## Dokumentauszug
· · · · · · ·
Sanktionen allein sind noch keine Politik. Deshalb wäre es in einer tiefgreifenden Krise leichtsinnig, allein darauf zu vertrauen. Alle Erfahrung zeigt: Wer den politischen Druck erhöht, um beim Gegenüber Verhandlungsbereitschaft zu erzeugen, muss auch selbst verhandlungsbereit bleiben. Deshalb gehört beides zusammen: die nach dem vermuteten Abschuss der MH17 beschlossenen Maßnahmen der EU einerseits, die gleichzeitig begonnene Wiederaufnahme einer Lösungssuche andererseits. Dazu haben am Donnerstag die Bundeskanzlerin mit Präsident Poroschenko, und ich selbst am Freitag mit dem russischen Außenminister Lawrow gesprochen. Und ich hoffe, dass jetzt entscheidende Schritte zunächst hin zu einem Waffenstillstand gelingen. Wenn sich die EU in diesem Vorgehen einig ist, ist das nur gut!

Wie weit ist es mit dem europäischen Zusammenhalt her, wenn Frankreich darauf besteht, Russland zwei hochmoderne Hubschrauberträger zu liefern, von denen einer den Namen der Krim-Metropole Sewastopol tragen soll und einer demnächst in der Ostsee operieren könnte?

Die EU besteht aus 28 Mitgliedstaaten mit einer sehr unterschiedlichen Geschichte, die durchaus auch das Verhältnis zu Russland unterschiedlich prägt. Dass die Mitgliedstaaten auch ganz unterschiedliche Schwerpunkte in den nationalen Volkswirtschaften haben, ist kein Geheimnis. Deshalb sollten wir nicht nur auf Frankreich schauen, sondern auch auf Länder, die mit Rücksicht auf ihre Finanzplätze eine Verständigung auf Sanktionen nicht einfach gemacht haben. Wichtig ist, dass es am Ende eine Einigung über ein notwendiges Gesamtpaket gegeben hat, das nicht nur Geschlossenheit zeigt, sondern in dem Risiken und Lasten der EU einigermaßen fair verteilt sind.

Auf welche Gegensanktionen Russlands muss Europa, muss Deutschland sich einstellen: Einfuhrverbot für polnisches Obst oder verminderte und verteuerte Gaslieferungen?
· · · · · · ·
## Übungsdaten
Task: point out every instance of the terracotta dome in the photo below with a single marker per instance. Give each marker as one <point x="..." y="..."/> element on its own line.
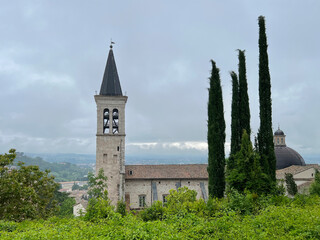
<point x="285" y="156"/>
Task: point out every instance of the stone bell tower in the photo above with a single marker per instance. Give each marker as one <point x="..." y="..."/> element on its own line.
<point x="111" y="130"/>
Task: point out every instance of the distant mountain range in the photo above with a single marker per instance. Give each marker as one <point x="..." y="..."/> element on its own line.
<point x="62" y="171"/>
<point x="89" y="159"/>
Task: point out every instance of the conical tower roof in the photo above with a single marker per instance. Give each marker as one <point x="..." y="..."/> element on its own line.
<point x="110" y="83"/>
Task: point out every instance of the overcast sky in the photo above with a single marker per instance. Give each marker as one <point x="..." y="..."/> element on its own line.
<point x="53" y="55"/>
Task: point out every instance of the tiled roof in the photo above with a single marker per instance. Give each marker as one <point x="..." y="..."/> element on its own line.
<point x="183" y="171"/>
<point x="294" y="169"/>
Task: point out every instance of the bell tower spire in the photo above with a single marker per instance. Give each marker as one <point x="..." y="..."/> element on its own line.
<point x="110" y="137"/>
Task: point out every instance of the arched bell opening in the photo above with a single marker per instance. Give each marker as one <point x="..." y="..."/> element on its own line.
<point x="115" y="121"/>
<point x="106" y="119"/>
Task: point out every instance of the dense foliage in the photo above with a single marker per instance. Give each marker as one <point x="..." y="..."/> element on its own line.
<point x="239" y="216"/>
<point x="25" y="191"/>
<point x="216" y="136"/>
<point x="235" y="123"/>
<point x="244" y="109"/>
<point x="292" y="188"/>
<point x="247" y="173"/>
<point x="265" y="134"/>
<point x="63" y="172"/>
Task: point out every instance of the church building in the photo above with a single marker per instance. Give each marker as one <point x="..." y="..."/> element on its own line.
<point x="138" y="185"/>
<point x="141" y="185"/>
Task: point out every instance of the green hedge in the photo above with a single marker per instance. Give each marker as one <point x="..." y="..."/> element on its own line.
<point x="273" y="222"/>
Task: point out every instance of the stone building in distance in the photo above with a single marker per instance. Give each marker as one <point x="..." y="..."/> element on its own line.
<point x="141" y="185"/>
<point x="138" y="185"/>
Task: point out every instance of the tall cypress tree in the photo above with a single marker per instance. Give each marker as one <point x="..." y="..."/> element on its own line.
<point x="216" y="136"/>
<point x="235" y="123"/>
<point x="265" y="135"/>
<point x="244" y="109"/>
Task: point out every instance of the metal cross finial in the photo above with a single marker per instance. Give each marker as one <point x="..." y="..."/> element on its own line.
<point x="111" y="42"/>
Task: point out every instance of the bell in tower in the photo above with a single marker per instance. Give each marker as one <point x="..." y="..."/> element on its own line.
<point x="110" y="137"/>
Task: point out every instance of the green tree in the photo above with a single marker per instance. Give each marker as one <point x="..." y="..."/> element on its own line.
<point x="25" y="191"/>
<point x="244" y="109"/>
<point x="291" y="184"/>
<point x="216" y="136"/>
<point x="235" y="124"/>
<point x="315" y="186"/>
<point x="265" y="134"/>
<point x="99" y="205"/>
<point x="247" y="173"/>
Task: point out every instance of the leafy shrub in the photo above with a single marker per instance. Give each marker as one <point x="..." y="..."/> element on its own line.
<point x="291" y="184"/>
<point x="121" y="208"/>
<point x="246" y="203"/>
<point x="8" y="226"/>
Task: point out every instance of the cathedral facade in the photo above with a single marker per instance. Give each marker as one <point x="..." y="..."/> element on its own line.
<point x="141" y="185"/>
<point x="138" y="185"/>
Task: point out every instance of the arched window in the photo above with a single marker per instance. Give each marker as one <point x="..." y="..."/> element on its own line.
<point x="115" y="121"/>
<point x="106" y="118"/>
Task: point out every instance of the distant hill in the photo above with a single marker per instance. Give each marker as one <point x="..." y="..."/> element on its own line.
<point x="90" y="159"/>
<point x="63" y="171"/>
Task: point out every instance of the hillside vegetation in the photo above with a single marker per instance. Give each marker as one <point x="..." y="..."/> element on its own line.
<point x="63" y="172"/>
<point x="298" y="219"/>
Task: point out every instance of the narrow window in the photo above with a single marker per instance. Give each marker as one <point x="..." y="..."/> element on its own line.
<point x="106" y="120"/>
<point x="164" y="199"/>
<point x="142" y="200"/>
<point x="115" y="121"/>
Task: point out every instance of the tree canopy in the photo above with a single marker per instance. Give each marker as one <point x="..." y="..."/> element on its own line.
<point x="25" y="191"/>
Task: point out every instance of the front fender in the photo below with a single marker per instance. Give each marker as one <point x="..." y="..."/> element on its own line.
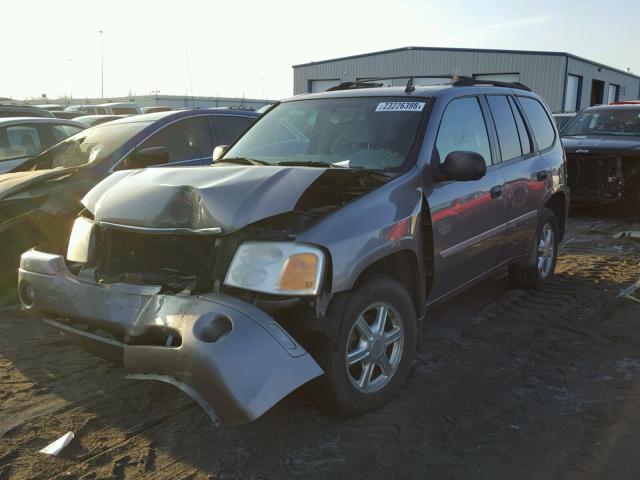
<point x="370" y="228"/>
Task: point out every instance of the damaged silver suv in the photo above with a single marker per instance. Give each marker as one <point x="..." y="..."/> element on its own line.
<point x="313" y="246"/>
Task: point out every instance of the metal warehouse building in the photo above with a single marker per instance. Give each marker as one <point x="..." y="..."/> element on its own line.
<point x="567" y="82"/>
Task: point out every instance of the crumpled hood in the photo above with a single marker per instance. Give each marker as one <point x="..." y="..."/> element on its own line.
<point x="11" y="183"/>
<point x="199" y="197"/>
<point x="602" y="144"/>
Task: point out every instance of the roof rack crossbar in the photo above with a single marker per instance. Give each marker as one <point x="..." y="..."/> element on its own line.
<point x="352" y="85"/>
<point x="464" y="81"/>
<point x="456" y="81"/>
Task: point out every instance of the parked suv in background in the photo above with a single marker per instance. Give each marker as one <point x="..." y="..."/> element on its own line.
<point x="603" y="151"/>
<point x="313" y="246"/>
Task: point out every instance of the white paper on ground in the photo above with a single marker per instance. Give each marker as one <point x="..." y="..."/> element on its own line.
<point x="57" y="446"/>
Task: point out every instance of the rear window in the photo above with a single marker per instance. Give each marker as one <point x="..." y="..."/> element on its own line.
<point x="540" y="122"/>
<point x="229" y="128"/>
<point x="19" y="141"/>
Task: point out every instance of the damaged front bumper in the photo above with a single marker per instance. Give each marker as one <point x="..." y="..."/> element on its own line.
<point x="229" y="356"/>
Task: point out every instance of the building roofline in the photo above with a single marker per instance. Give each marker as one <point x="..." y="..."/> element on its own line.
<point x="474" y="50"/>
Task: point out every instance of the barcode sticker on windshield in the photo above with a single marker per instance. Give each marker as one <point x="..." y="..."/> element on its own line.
<point x="400" y="107"/>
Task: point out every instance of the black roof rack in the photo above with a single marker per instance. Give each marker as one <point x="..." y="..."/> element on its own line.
<point x="464" y="81"/>
<point x="352" y="85"/>
<point x="456" y="81"/>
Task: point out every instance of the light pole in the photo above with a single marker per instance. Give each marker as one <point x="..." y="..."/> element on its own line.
<point x="70" y="78"/>
<point x="101" y="65"/>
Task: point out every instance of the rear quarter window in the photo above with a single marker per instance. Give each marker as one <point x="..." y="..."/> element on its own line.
<point x="540" y="122"/>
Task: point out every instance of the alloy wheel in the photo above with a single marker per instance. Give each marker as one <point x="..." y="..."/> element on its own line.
<point x="374" y="347"/>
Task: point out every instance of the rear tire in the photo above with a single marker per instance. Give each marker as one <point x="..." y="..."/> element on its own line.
<point x="374" y="349"/>
<point x="542" y="260"/>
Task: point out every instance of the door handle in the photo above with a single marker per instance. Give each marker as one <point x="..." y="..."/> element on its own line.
<point x="541" y="176"/>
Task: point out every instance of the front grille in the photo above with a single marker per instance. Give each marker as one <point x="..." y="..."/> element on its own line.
<point x="152" y="258"/>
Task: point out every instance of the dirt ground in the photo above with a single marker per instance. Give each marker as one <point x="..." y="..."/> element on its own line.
<point x="509" y="384"/>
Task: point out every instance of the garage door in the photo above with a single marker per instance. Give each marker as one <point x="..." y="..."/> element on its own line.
<point x="322" y="85"/>
<point x="498" y="77"/>
<point x="572" y="95"/>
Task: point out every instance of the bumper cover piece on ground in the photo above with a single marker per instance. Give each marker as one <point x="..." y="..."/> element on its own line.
<point x="231" y="357"/>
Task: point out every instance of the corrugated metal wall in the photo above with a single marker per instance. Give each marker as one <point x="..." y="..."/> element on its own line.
<point x="629" y="86"/>
<point x="544" y="73"/>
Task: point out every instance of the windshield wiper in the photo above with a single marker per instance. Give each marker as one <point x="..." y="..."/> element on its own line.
<point x="302" y="163"/>
<point x="241" y="161"/>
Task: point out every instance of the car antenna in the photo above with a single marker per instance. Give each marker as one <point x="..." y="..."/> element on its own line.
<point x="410" y="88"/>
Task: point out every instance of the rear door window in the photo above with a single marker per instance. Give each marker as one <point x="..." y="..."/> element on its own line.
<point x="463" y="128"/>
<point x="540" y="122"/>
<point x="525" y="140"/>
<point x="17" y="141"/>
<point x="229" y="127"/>
<point x="505" y="122"/>
<point x="186" y="139"/>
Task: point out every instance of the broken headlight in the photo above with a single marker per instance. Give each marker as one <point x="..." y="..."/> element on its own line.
<point x="81" y="241"/>
<point x="281" y="268"/>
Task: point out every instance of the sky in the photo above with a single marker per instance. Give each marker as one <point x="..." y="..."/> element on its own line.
<point x="235" y="48"/>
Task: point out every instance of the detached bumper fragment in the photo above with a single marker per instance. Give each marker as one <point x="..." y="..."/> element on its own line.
<point x="229" y="356"/>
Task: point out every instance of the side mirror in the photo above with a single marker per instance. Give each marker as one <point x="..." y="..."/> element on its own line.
<point x="219" y="151"/>
<point x="146" y="157"/>
<point x="464" y="166"/>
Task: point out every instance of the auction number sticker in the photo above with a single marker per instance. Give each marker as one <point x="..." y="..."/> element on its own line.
<point x="400" y="107"/>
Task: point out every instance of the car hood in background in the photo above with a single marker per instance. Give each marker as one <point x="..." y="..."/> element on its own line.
<point x="200" y="197"/>
<point x="15" y="182"/>
<point x="602" y="144"/>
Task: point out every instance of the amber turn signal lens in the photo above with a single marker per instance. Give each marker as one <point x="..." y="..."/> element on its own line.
<point x="299" y="273"/>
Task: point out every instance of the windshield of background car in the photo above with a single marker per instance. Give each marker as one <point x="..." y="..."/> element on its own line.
<point x="89" y="146"/>
<point x="620" y="121"/>
<point x="369" y="133"/>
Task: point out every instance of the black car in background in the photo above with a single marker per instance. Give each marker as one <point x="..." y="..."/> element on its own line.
<point x="22" y="138"/>
<point x="602" y="144"/>
<point x="40" y="199"/>
<point x="24" y="111"/>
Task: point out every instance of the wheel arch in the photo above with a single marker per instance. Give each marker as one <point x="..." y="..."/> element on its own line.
<point x="402" y="266"/>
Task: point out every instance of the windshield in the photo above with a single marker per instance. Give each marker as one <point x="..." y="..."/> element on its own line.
<point x="369" y="133"/>
<point x="89" y="146"/>
<point x="614" y="121"/>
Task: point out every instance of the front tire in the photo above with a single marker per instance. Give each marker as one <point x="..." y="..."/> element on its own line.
<point x="542" y="260"/>
<point x="375" y="348"/>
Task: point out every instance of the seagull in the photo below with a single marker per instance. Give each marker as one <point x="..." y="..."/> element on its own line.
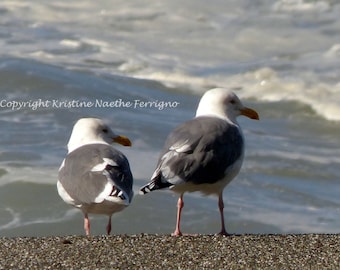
<point x="205" y="153"/>
<point x="94" y="176"/>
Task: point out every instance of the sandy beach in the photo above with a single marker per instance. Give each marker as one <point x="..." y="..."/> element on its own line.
<point x="143" y="251"/>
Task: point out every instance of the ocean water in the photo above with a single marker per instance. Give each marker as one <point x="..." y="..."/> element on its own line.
<point x="143" y="66"/>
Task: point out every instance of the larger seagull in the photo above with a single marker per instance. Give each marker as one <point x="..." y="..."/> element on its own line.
<point x="203" y="154"/>
<point x="94" y="176"/>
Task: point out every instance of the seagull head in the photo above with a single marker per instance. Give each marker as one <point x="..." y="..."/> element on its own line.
<point x="94" y="130"/>
<point x="223" y="103"/>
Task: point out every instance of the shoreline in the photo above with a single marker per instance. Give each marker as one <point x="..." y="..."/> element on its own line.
<point x="148" y="251"/>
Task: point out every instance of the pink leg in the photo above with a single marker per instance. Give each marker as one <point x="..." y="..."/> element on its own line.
<point x="180" y="205"/>
<point x="108" y="226"/>
<point x="86" y="224"/>
<point x="221" y="207"/>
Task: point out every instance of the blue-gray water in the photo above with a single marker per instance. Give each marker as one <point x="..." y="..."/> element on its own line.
<point x="282" y="57"/>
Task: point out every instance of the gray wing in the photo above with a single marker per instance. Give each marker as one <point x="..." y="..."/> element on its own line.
<point x="87" y="170"/>
<point x="198" y="151"/>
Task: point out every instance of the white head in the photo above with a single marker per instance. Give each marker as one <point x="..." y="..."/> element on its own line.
<point x="93" y="130"/>
<point x="223" y="103"/>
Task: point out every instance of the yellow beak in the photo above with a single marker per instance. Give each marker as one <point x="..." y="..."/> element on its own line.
<point x="122" y="140"/>
<point x="252" y="114"/>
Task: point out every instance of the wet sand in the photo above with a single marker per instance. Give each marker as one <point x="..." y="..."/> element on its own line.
<point x="143" y="251"/>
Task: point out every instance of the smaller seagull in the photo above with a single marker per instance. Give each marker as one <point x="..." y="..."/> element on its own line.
<point x="94" y="176"/>
<point x="203" y="154"/>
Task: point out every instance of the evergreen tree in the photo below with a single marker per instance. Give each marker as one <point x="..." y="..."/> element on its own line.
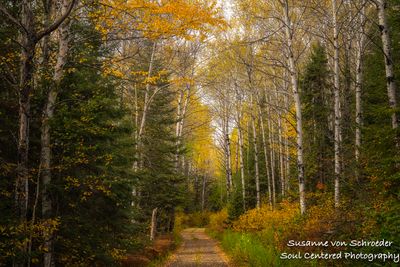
<point x="315" y="93"/>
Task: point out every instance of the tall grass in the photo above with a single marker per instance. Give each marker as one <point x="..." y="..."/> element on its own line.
<point x="247" y="249"/>
<point x="256" y="250"/>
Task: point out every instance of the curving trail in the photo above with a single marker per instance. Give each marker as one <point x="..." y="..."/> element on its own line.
<point x="198" y="250"/>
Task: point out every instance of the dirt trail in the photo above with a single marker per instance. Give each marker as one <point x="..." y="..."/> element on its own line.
<point x="198" y="250"/>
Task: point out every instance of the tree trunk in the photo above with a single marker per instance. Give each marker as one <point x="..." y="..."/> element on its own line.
<point x="147" y="101"/>
<point x="338" y="134"/>
<point x="297" y="102"/>
<point x="258" y="198"/>
<point x="240" y="147"/>
<point x="203" y="193"/>
<point x="389" y="66"/>
<point x="153" y="227"/>
<point x="48" y="113"/>
<point x="272" y="158"/>
<point x="358" y="85"/>
<point x="267" y="170"/>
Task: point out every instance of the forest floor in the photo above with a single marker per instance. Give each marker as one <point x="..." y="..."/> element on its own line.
<point x="199" y="250"/>
<point x="159" y="248"/>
· · · · · · ·
## Aufgabe 1
Verschieben Sie die Punkte in den Zeilen der Übungsdaten, indem Sie zu jeder x- und y-Koordinate 34 addieren. Beginnen Sie bei der Zeile mit „Task: point out every instance of the forest“ und schreiben Sie alle Zeilen bis zum Ende der Übungsdaten vollständig neu, mit den geänderten Koordinaten.
## Aufgabe 2
Schreiben Sie den Auszug über die EU-Sanktionen gegen Russland im Anschluss an seinen letzten Satz weiter.

## Übungsergebnis 1
Task: point out every instance of the forest floor in the photo above with a single marker per instance. Give each marker as one <point x="..." y="..."/> element on its own line.
<point x="233" y="284"/>
<point x="193" y="282"/>

## Übungsergebnis 2
Erste Einfuhrbeschränkungen, die zumindest in zeitlichem Zusammenhang mit unseren Entscheidungen angekündigt wurden, sind ja bereits getroffen. Dass Russland überlegt, mit höheren Energiepreisen zur reagieren, war zu hören, ist aber offenbar noch nicht entschieden. Im Übrigen sollte niemanden überraschen, dass Sanktionen Kosten haben - insbesondere diejenigen nicht, die harte Sanktionen als Glaubwürdigkeitstest für europäische Politik seit Monaten postulieren. Die deutsche Bundesregierung, ich selbst seit März, sind mit der deutschen Wirtschaft im Gespräch, um die Konsequenzen wenigstens kalkulierbar zu halten. Außerdem sollen Anpassung und Abbau von Sanktionen möglich sein, wenn politisch wieder Bewegung in die Lösungssuche kommt.

Welchen russischen Gesprächspartnern können Sie noch trauen, nach all den Monaten des ziemlich ergebnislosen Hin- und Her und all dem Leid, das sich längst ausgebreitet hat? Wer hat in Moskau Einfluss auf Präsident Putin?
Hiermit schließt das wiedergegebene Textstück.